Start Data supplied
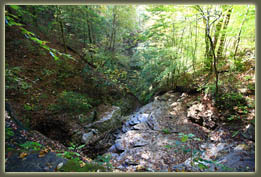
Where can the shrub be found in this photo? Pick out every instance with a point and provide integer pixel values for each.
(74, 102)
(228, 101)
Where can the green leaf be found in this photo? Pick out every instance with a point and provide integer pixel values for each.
(191, 135)
(202, 166)
(235, 133)
(184, 138)
(80, 147)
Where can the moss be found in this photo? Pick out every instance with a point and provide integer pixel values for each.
(74, 166)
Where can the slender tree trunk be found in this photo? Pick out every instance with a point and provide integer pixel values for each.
(217, 32)
(222, 39)
(239, 34)
(214, 57)
(60, 22)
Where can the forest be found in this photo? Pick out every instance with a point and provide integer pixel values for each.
(130, 88)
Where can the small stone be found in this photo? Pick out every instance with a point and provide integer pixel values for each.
(59, 165)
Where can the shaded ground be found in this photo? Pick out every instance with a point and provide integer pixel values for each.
(147, 141)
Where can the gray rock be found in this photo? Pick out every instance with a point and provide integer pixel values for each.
(33, 163)
(119, 145)
(87, 137)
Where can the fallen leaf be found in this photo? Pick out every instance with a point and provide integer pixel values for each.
(82, 164)
(43, 152)
(23, 155)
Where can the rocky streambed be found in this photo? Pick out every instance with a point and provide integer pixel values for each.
(147, 141)
(150, 139)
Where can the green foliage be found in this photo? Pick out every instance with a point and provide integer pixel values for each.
(30, 145)
(8, 133)
(70, 155)
(14, 81)
(75, 166)
(228, 101)
(74, 102)
(166, 131)
(104, 160)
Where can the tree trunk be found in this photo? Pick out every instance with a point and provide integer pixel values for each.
(238, 36)
(222, 39)
(60, 22)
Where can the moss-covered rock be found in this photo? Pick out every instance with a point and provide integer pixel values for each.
(77, 166)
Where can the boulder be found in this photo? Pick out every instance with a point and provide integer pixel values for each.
(87, 137)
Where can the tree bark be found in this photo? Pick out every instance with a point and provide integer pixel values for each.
(239, 34)
(222, 39)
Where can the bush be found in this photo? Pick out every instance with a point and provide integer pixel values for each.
(74, 102)
(228, 101)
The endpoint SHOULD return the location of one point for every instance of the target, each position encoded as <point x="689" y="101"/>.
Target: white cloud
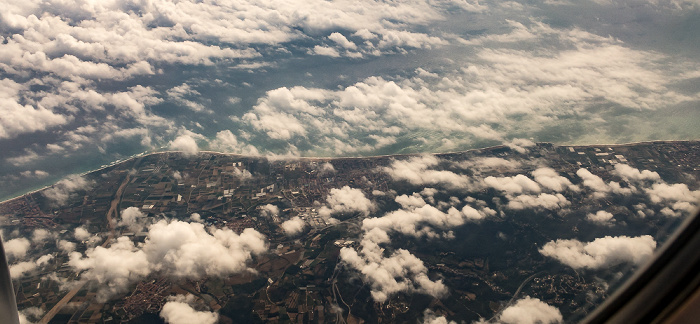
<point x="543" y="201"/>
<point x="17" y="248"/>
<point x="293" y="226"/>
<point x="66" y="246"/>
<point x="195" y="217"/>
<point x="678" y="195"/>
<point x="520" y="145"/>
<point x="269" y="210"/>
<point x="601" y="217"/>
<point x="175" y="248"/>
<point x="342" y="41"/>
<point x="23" y="118"/>
<point x="401" y="271"/>
<point x="602" y="252"/>
<point x="346" y="200"/>
<point x="19" y="269"/>
<point x="551" y="180"/>
<point x="179" y="310"/>
<point x="629" y="173"/>
<point x="132" y="218"/>
<point x="60" y="192"/>
<point x="513" y="185"/>
<point x="81" y="234"/>
<point x="530" y="311"/>
<point x="420" y="220"/>
<point x="429" y="317"/>
<point x="326" y="169"/>
<point x="226" y="141"/>
<point x="185" y="144"/>
<point x="325" y="51"/>
<point x="40" y="235"/>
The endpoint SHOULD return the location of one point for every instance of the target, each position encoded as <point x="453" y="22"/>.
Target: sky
<point x="83" y="84"/>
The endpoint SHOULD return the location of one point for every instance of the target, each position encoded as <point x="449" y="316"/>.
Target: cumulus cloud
<point x="226" y="141"/>
<point x="602" y="252"/>
<point x="520" y="145"/>
<point x="66" y="246"/>
<point x="543" y="201"/>
<point x="418" y="171"/>
<point x="60" y="192"/>
<point x="530" y="311"/>
<point x="425" y="220"/>
<point x="18" y="270"/>
<point x="601" y="217"/>
<point x="185" y="144"/>
<point x="30" y="315"/>
<point x="179" y="310"/>
<point x="269" y="210"/>
<point x="429" y="317"/>
<point x="195" y="217"/>
<point x="673" y="199"/>
<point x="40" y="235"/>
<point x="346" y="200"/>
<point x="175" y="248"/>
<point x="489" y="163"/>
<point x="678" y="195"/>
<point x="17" y="248"/>
<point x="326" y="169"/>
<point x="387" y="275"/>
<point x="81" y="234"/>
<point x="293" y="226"/>
<point x="551" y="180"/>
<point x="513" y="185"/>
<point x="132" y="218"/>
<point x="629" y="173"/>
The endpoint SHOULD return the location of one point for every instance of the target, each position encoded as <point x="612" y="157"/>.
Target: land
<point x="301" y="279"/>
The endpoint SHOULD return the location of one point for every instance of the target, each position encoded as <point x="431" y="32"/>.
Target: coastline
<point x="312" y="158"/>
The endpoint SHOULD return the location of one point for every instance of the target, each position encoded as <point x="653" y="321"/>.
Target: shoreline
<point x="145" y="154"/>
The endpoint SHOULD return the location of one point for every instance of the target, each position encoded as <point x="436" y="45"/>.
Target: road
<point x="111" y="217"/>
<point x="50" y="314"/>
End Data supplied
» **Task objective**:
Print every entry exactly as written, without the pictures.

» **Result of this task**:
Where can the shrub be found in this photo? Pick out every instance with a point and provide integer pixel values for each.
(74, 102)
(228, 101)
Where can the green leaf be found in this photo? Pick out every instance with a point and provide integer pixel values for each.
(191, 135)
(202, 166)
(235, 133)
(184, 138)
(80, 147)
Where can the moss be found in this photo? Pick out every instance with a point and provide integer pixel values for each.
(74, 166)
Where can the slender tree trunk be found in this photo? Pick out every instance with a point and provide integer pixel values for each.
(217, 32)
(222, 39)
(239, 34)
(214, 57)
(60, 22)
Where can the forest be found in this photo? Pick out every instance with a point and provide integer pixel values for each.
(130, 88)
Where can the small stone be found in this photo? Pick out every instance with a point and provide integer pixel values for each.
(59, 165)
Where can the shaded ground be found in this photo? Pick out every instance with a point and provide integer pixel values for each.
(147, 141)
Where can the gray rock be found in this photo? Pick out every instance with a point and provide integer pixel values for each.
(33, 163)
(119, 145)
(87, 137)
Where can the fallen leaf be found in this photo? Pick out every instance with a point and provide integer pixel values for each.
(82, 164)
(43, 152)
(23, 155)
Where can the rocky streambed be found in this photo? Pick out every instance with a point and provide integer pixel values for each.
(147, 141)
(150, 139)
Where can the green foliage be found in this photo? Pick out every instance with a point and provide integer pixel values for each.
(30, 145)
(8, 133)
(70, 155)
(14, 81)
(75, 166)
(228, 101)
(74, 102)
(166, 131)
(104, 160)
Where can the tree trunk be found in this photo? Pick out every instance with a point and provide integer pixel values for each.
(238, 36)
(222, 39)
(60, 22)
Where can the moss-covered rock be found in this photo? Pick out every instance with a point and provide integer pixel values for each.
(77, 166)
Where can the boulder be found in this photo? Pick out every instance with a point and provide integer pixel values for each.
(87, 137)
Where can the tree bark be found in this photo? Pick out every instance with a point and provide integer pixel values for each.
(239, 34)
(222, 39)
Where can the bush be found in this photo? Pick out every instance with a point and provide integer pixel values for each.
(74, 102)
(228, 101)
The endpoint SHOULD return the location of one point for every instance of the target, each position encoded as <point x="689" y="101"/>.
Target: white cloud
<point x="543" y="201"/>
<point x="17" y="248"/>
<point x="293" y="226"/>
<point x="66" y="246"/>
<point x="195" y="217"/>
<point x="678" y="195"/>
<point x="520" y="145"/>
<point x="269" y="210"/>
<point x="601" y="217"/>
<point x="175" y="248"/>
<point x="342" y="41"/>
<point x="23" y="118"/>
<point x="401" y="271"/>
<point x="602" y="252"/>
<point x="346" y="200"/>
<point x="19" y="269"/>
<point x="551" y="180"/>
<point x="179" y="310"/>
<point x="629" y="173"/>
<point x="132" y="218"/>
<point x="60" y="192"/>
<point x="513" y="185"/>
<point x="81" y="234"/>
<point x="530" y="311"/>
<point x="420" y="220"/>
<point x="429" y="317"/>
<point x="326" y="169"/>
<point x="226" y="141"/>
<point x="185" y="144"/>
<point x="325" y="51"/>
<point x="40" y="235"/>
The endpoint SHOULD return the location of one point for every instance of the target, each position encoded as <point x="453" y="22"/>.
Target: sky
<point x="83" y="84"/>
The endpoint SHOULD return the location of one point for every instance of the target, each position encoded as <point x="449" y="316"/>.
Target: cumulus cloud
<point x="226" y="141"/>
<point x="602" y="252"/>
<point x="520" y="145"/>
<point x="66" y="246"/>
<point x="543" y="201"/>
<point x="418" y="171"/>
<point x="60" y="192"/>
<point x="530" y="311"/>
<point x="425" y="220"/>
<point x="18" y="270"/>
<point x="601" y="217"/>
<point x="185" y="144"/>
<point x="30" y="315"/>
<point x="179" y="310"/>
<point x="269" y="210"/>
<point x="429" y="317"/>
<point x="195" y="217"/>
<point x="673" y="199"/>
<point x="40" y="235"/>
<point x="346" y="200"/>
<point x="175" y="248"/>
<point x="489" y="163"/>
<point x="678" y="195"/>
<point x="17" y="248"/>
<point x="326" y="169"/>
<point x="387" y="275"/>
<point x="81" y="234"/>
<point x="293" y="226"/>
<point x="551" y="180"/>
<point x="513" y="185"/>
<point x="132" y="218"/>
<point x="629" y="173"/>
The endpoint SHOULD return the location of one point for every instance of the target, each position encoded as <point x="612" y="157"/>.
Target: land
<point x="301" y="279"/>
The endpoint SHOULD return the location of one point for every instance of the target, each position encoded as <point x="431" y="32"/>.
Target: coastline
<point x="312" y="158"/>
The endpoint SHOULD return the location of one point for every instance of the target, each position encoded as <point x="653" y="321"/>.
Target: shoreline
<point x="145" y="154"/>
The endpoint SHOULD return the location of one point for every instance of the target, each position encoded as <point x="436" y="45"/>.
Target: road
<point x="111" y="217"/>
<point x="50" y="314"/>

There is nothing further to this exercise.